• _Written problem a_: Update the listing from the line containing "Query: man in dark jacket" through the end of the listing by replacing "umbrella" with "parasol" and leaving everything else unchanged.

• _Text extract_:
And I replied without having understood what you meant :-). Sorry about
that.

Dimiter

Reply by Rick C ●February 12, 20202020-02-12

On Monday, February 10, 2020 at 7:40:10 PM UTC-5, robert...@yahoo.com wrote:
> 
> As I mentioned elsewhere in the thread, if you have an atomic 32-bit
> read, and a 32-bit CAS, you can do this without locks pretty simply.

I did a search but it didn't turn up.  What's a CAS??? 

-- 

  Rick C.

  --+ Get 1,000 miles of free Supercharging
  --+ Tesla referral code - https://ts.la/richard11209

Reply by David Brown ●February 12, 20202020-02-12

On 12/02/2020 16:26, Rick C wrote:
> On Monday, February 10, 2020 at 7:40:10 PM UTC-5, robert...@yahoo.com wrote:
>>
>> As I mentioned elsewhere in the thread, if you have an atomic 32-bit
>> read, and a 32-bit CAS, you can do this without locks pretty simply.
> 
> I did a search but it didn't turn up.  What's a CAS???
> 

Compare-and-swap.  It is a common instruction for use in multi-threading 
systems as a building block for atomic accesses and lock-free algorithms 
(and for implementing locks):

<https://en.wikipedia.org/wiki/Compare-and-swap>

It corresponds roughly to the C code, executed atomically :

	bool cas(uint32_t * p, uint32_t old, uint32_t new) {
		if (*p == old) {
			*p = new;
			return true;
		} else {
			return false;
		}
	}

It is useful, but has its limits (the wikipedia page describes some, if 
you are interested).  In cases like this, it could be useful.

However, the OP is using an ARM - and like most (but not all) RISC cpus, 
ARM does not have a CAS instruction.  Instead, it has a load-link and 
store-conditional pair, which is more powerful and flexible than CAS but 
a little harder to use.

Reply by Rick C ●February 12, 20202020-02-12

On Wednesday, February 12, 2020 at 12:49:20 PM UTC-5, David Brown wrote:
> On 12/02/2020 16:26, Rick C wrote:
> > On Monday, February 10, 2020 at 7:40:10 PM UTC-5, robert...@yahoo.com wrote:
> >>
> >> As I mentioned elsewhere in the thread, if you have an atomic 32-bit
> >> read, and a 32-bit CAS, you can do this without locks pretty simply.

• _Written problem b_: In the forum thread, what does CAS stand for?

[Excerpts of location labeling data]

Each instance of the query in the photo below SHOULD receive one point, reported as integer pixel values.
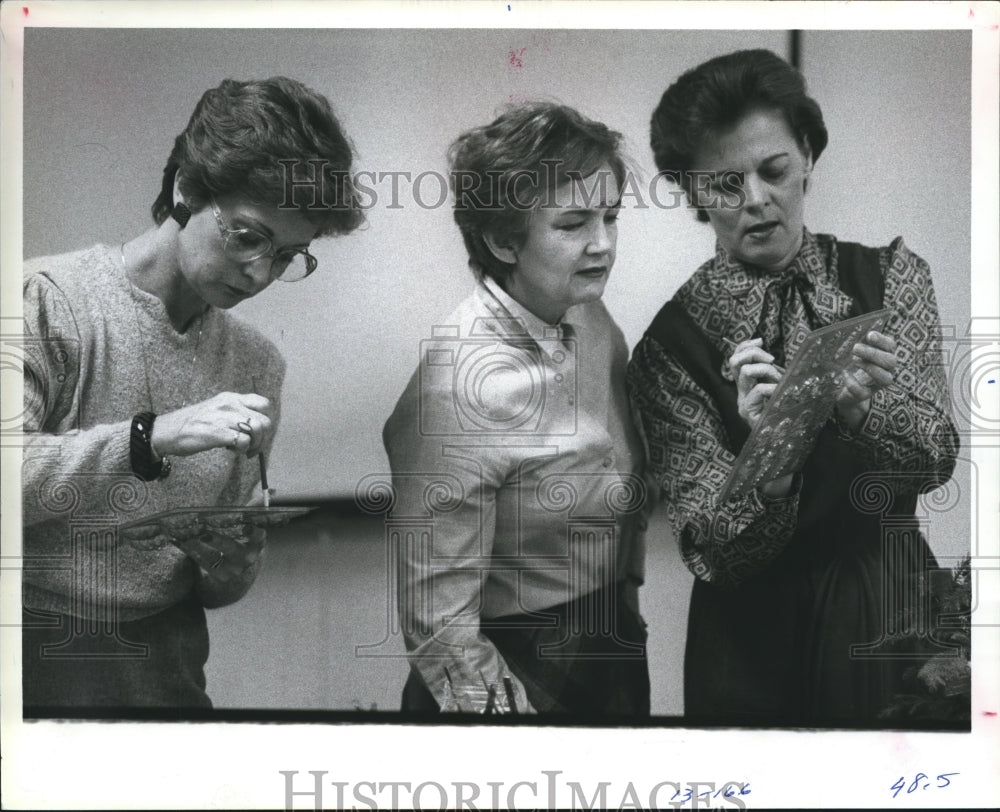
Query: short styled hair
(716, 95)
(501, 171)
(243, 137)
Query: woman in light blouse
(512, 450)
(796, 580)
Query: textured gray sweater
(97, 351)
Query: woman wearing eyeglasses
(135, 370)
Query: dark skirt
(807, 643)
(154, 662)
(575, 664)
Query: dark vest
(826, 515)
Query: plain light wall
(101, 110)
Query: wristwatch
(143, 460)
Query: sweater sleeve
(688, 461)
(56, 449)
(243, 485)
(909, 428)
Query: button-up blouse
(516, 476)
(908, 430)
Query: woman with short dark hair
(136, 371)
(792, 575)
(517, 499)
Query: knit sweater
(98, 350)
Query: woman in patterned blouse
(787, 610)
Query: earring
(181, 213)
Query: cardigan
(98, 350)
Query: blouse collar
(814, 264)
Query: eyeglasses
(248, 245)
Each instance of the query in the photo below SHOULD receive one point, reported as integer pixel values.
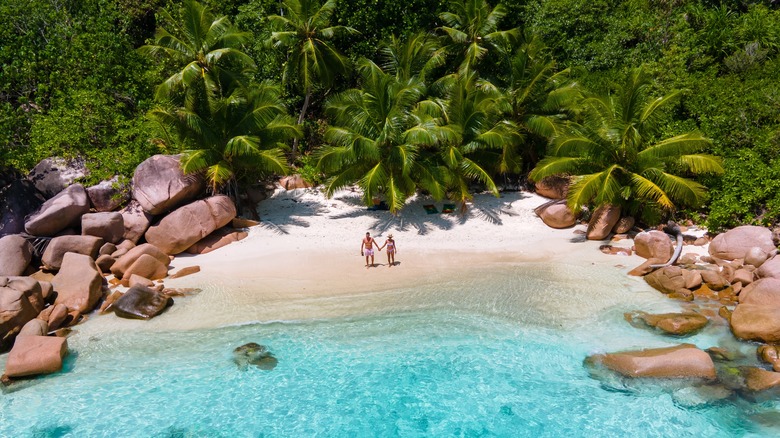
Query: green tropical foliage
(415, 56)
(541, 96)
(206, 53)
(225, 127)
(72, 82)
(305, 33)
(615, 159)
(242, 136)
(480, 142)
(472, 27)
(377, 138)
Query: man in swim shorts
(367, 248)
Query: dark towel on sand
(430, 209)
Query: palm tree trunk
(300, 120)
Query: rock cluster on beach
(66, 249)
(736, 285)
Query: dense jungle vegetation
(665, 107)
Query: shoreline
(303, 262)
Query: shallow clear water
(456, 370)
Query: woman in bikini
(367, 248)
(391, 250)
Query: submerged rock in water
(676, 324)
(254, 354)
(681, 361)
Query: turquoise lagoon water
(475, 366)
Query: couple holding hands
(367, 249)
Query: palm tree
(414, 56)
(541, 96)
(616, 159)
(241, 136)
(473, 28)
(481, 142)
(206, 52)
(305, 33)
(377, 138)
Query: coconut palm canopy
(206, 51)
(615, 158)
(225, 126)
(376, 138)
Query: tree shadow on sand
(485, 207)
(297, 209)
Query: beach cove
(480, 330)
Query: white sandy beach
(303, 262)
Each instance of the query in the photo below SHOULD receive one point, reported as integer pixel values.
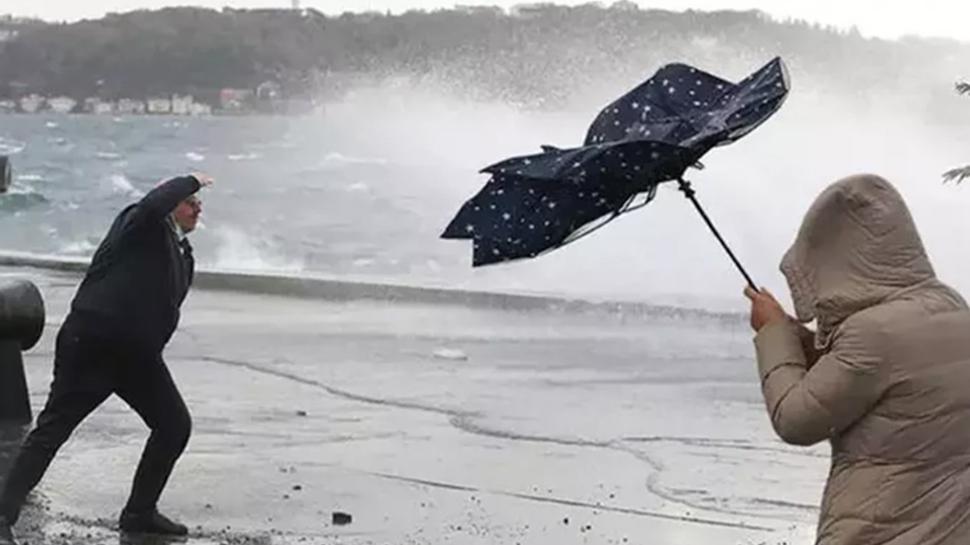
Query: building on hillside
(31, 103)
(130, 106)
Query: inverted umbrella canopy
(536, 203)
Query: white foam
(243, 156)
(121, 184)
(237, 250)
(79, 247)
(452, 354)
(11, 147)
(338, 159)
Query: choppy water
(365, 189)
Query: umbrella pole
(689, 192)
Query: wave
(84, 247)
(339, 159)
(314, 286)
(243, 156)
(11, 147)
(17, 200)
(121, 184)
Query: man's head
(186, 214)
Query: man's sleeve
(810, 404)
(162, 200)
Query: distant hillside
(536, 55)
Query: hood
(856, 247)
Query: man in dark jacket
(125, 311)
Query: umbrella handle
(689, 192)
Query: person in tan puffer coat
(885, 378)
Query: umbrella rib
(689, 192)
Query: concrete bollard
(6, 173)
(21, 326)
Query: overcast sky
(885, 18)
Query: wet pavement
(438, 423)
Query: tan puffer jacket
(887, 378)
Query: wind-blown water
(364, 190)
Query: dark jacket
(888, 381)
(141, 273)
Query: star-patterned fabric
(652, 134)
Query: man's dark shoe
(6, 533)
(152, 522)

• _Output a_:
Query: man in dark jacket
(125, 311)
Query: parasol handle
(689, 192)
Query: person in tan puffer coat
(885, 378)
Query: parasol rib
(689, 192)
Query: concrete bollard
(6, 173)
(21, 326)
Query: overcast sky
(885, 18)
Query: wet pavement
(438, 423)
Query: tan puffer jacket
(887, 378)
Query: wind-blown water
(364, 190)
Query: dark jacket
(888, 381)
(141, 273)
Query: star-patterned fabric
(652, 134)
Query: man's dark shoe
(6, 533)
(152, 522)

• _Output b_: Compare-and-swap.